#### Records supplied

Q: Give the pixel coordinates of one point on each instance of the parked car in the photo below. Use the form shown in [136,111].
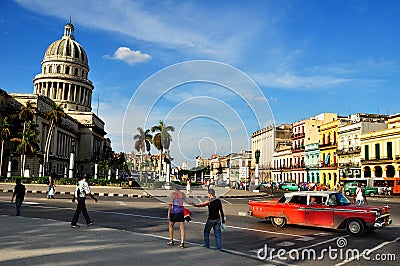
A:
[290,186]
[321,187]
[330,210]
[304,186]
[263,187]
[350,187]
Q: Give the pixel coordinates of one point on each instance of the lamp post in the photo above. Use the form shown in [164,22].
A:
[72,160]
[9,169]
[256,175]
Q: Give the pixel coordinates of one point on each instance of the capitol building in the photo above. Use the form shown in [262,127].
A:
[79,139]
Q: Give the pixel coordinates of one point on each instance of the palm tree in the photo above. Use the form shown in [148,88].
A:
[28,143]
[162,139]
[5,134]
[104,166]
[26,115]
[54,117]
[143,142]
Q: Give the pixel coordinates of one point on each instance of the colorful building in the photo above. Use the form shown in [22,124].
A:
[380,151]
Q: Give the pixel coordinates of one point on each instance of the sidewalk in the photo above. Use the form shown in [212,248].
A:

########

# Task to complete:
Print the records exactly, every one. Leave out the pictures.

# Output below:
Q: Give the pixel coordinates of one point on each instance of the parked car in the photo below. Use the form shown in [136,111].
A:
[290,186]
[321,187]
[330,210]
[304,186]
[263,187]
[350,187]
Q: Give the pixel coordinates of one point on each instance of the lamp post in the photo above. Use the form shown in [164,22].
A:
[72,160]
[9,169]
[256,175]
Q: Give the pixel coordinates of one point on each instance of the capitol building in the photo above. Use the form shown in [262,127].
A:
[79,139]
Q: Give the pixel coordinates of one point on each instance of the palm tree in the photo above. Use the form shown in [148,88].
A:
[28,143]
[162,139]
[5,134]
[104,166]
[26,115]
[54,117]
[143,142]
Q: Give the pixel coordinates of one point on each instance of the colorful building in the photo above. Use the form shown in [22,124].
A:
[380,151]
Q: Give the pixel coordinates of one point on each instance of the sidewalk in the photo above. Use the form shown in [212,248].
A:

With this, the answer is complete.